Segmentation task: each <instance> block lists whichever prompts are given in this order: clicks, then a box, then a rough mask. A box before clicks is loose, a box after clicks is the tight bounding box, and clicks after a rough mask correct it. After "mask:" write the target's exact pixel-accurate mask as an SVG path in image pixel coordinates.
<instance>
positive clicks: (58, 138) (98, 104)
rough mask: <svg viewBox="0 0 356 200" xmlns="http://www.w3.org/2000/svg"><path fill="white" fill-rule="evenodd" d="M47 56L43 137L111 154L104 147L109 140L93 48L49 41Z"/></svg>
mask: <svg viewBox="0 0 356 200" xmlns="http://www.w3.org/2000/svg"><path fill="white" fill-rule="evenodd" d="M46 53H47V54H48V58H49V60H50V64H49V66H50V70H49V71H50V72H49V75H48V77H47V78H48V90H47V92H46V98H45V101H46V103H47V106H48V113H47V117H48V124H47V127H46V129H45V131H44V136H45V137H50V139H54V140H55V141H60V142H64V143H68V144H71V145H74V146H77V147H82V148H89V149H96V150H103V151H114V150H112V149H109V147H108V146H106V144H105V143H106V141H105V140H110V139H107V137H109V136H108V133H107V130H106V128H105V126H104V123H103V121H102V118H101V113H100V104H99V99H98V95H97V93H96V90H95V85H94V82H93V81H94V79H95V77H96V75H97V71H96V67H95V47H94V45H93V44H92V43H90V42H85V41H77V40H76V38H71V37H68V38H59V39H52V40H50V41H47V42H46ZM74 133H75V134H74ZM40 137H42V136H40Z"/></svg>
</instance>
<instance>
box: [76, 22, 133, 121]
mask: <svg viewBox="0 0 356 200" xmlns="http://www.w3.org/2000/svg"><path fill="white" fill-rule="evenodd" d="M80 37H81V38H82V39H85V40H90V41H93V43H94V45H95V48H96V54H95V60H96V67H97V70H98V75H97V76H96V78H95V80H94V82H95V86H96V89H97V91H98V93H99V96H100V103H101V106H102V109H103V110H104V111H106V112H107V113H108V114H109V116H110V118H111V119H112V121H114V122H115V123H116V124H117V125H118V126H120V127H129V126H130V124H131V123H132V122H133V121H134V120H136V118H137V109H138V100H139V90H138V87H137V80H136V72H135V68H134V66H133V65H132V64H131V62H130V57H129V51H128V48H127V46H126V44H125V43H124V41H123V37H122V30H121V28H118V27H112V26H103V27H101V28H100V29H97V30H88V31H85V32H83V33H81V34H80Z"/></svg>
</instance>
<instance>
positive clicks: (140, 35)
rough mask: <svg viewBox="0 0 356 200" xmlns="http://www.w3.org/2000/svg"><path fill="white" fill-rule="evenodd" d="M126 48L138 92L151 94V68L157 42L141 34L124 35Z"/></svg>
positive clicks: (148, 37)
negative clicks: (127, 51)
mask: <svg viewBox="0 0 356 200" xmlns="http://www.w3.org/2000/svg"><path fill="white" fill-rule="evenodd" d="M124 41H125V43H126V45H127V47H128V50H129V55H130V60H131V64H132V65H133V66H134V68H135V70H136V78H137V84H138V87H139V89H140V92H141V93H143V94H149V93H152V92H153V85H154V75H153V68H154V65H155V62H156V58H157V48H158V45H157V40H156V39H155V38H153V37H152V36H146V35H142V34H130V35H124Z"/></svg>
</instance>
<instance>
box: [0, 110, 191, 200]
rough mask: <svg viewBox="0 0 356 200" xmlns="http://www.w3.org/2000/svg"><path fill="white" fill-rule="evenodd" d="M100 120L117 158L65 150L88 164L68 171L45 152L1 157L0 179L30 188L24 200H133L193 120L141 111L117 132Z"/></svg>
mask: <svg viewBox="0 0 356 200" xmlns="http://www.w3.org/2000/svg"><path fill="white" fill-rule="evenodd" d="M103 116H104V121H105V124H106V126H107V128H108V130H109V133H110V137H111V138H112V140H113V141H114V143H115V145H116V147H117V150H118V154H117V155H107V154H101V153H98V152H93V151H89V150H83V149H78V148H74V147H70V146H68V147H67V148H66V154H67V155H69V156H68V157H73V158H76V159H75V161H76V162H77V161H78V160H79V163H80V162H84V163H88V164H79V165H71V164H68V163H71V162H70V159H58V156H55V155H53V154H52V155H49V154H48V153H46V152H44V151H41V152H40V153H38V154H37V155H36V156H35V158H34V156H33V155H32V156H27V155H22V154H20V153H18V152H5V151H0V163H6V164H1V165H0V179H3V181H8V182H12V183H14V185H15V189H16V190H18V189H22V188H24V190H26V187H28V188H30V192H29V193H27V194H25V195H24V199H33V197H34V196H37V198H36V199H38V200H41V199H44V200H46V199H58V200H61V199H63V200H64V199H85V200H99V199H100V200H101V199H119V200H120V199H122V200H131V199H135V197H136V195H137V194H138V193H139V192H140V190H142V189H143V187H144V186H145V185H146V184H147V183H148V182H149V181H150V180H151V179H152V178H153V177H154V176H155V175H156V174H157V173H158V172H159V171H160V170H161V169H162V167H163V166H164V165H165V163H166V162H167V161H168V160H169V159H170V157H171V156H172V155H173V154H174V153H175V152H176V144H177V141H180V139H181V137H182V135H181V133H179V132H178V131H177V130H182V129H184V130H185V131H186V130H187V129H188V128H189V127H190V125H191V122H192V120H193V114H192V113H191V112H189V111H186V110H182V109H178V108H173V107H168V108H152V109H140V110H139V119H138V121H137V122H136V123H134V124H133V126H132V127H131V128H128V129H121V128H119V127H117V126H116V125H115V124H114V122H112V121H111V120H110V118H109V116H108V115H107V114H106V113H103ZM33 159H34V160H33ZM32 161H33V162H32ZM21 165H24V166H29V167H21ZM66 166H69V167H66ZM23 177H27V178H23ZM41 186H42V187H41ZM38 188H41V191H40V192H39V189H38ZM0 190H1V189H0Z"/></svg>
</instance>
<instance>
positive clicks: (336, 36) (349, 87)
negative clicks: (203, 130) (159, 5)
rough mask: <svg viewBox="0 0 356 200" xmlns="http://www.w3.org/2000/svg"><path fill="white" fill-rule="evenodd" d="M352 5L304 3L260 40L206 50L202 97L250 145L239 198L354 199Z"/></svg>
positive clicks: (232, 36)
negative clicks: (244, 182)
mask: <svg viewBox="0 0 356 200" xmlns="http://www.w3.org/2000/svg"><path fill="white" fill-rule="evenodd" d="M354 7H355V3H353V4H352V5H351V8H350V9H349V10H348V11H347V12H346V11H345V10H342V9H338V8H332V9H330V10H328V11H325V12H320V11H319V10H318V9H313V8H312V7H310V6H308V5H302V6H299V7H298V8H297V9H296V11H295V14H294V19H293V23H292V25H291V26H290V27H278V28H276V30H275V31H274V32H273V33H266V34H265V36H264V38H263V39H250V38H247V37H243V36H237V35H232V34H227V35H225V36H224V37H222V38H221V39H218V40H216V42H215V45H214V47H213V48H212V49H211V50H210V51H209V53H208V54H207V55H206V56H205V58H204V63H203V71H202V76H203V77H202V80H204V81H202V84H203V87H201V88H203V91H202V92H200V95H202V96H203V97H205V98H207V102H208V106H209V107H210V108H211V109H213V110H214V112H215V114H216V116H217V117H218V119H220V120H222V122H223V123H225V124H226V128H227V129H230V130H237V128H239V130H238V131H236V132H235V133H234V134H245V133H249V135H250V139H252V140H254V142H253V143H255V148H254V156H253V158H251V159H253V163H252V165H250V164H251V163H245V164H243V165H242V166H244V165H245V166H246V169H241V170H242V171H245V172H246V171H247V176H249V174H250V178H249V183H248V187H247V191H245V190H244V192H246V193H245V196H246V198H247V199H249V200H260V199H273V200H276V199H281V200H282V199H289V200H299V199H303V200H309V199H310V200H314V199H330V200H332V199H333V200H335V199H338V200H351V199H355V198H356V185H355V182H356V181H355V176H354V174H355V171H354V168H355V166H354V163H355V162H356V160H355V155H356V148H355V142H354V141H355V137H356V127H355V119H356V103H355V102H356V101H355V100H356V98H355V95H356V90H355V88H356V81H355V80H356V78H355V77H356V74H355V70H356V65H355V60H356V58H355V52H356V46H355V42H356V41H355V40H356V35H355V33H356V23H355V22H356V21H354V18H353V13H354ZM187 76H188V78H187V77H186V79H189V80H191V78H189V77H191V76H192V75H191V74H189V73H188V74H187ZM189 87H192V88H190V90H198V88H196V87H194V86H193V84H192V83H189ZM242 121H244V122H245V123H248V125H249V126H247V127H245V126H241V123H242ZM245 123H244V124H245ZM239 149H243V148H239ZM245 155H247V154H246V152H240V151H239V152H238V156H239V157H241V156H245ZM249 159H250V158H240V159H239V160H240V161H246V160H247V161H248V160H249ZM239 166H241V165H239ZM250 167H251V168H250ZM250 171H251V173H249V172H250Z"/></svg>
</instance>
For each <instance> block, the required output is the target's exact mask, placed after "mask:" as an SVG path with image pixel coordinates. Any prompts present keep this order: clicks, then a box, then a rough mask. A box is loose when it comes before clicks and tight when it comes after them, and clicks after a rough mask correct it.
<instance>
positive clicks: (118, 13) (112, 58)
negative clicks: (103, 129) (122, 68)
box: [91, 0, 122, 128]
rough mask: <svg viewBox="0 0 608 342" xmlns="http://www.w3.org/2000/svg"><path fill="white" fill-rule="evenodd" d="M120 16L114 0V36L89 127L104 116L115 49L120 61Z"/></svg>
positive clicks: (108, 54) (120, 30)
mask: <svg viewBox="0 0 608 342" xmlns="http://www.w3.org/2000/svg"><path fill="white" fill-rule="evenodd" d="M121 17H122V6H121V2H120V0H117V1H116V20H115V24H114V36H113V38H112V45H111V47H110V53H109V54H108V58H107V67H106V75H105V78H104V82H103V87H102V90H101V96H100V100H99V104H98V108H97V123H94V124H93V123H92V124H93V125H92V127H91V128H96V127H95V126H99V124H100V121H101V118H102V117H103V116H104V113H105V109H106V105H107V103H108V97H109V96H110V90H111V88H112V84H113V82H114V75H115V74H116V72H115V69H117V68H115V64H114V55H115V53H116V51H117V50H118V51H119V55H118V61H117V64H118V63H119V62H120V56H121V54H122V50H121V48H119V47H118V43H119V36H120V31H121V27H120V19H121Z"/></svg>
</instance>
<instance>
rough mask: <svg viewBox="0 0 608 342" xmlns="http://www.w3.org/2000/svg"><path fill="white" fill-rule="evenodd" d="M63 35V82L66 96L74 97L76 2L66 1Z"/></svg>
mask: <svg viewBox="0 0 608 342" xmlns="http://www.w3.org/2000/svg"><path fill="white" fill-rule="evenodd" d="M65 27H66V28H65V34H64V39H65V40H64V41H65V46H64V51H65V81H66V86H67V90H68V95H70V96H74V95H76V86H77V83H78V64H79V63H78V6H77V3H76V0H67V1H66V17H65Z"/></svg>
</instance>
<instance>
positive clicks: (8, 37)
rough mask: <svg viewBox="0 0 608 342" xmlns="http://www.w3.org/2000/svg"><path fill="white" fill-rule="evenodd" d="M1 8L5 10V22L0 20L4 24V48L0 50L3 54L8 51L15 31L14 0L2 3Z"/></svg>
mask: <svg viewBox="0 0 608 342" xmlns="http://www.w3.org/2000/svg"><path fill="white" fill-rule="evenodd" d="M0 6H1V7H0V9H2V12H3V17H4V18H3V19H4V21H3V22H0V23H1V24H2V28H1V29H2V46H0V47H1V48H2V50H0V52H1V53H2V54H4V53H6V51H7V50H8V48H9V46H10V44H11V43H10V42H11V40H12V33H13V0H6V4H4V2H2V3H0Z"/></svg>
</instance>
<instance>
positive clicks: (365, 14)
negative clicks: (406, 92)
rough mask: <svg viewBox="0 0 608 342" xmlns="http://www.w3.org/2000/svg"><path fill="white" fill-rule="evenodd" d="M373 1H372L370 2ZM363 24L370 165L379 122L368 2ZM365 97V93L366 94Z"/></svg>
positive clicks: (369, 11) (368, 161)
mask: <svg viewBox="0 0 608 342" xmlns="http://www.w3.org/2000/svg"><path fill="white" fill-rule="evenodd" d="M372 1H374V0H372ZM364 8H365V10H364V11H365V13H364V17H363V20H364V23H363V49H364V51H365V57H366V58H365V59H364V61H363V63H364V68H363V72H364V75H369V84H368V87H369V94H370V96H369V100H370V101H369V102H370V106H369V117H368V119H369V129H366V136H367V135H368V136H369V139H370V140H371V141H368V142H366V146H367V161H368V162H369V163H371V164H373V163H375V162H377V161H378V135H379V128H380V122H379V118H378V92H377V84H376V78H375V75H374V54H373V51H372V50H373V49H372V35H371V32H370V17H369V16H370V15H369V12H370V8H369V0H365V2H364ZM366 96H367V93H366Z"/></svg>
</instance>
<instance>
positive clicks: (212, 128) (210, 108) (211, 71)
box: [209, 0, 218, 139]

....

**WHAT YOU ARE ASKED TO DO**.
Copy the entries from their first line through the line containing "positive clicks: (58, 138) (98, 104)", both included, and substitute "approximate" for "loose". Leave everything else unchanged.

**ANSWER**.
Segmentation task: each <instance> block lists whichever prompts are given in this order: clicks, then a box, then a rough mask. A box before clicks is approximate, a box after clicks is the tight bounding box, and clicks after a rough mask correct it. After "mask:" write the target's exact pixel-accurate mask as an SVG path in image pixel coordinates.
<instance>
positive clicks: (58, 138) (98, 104)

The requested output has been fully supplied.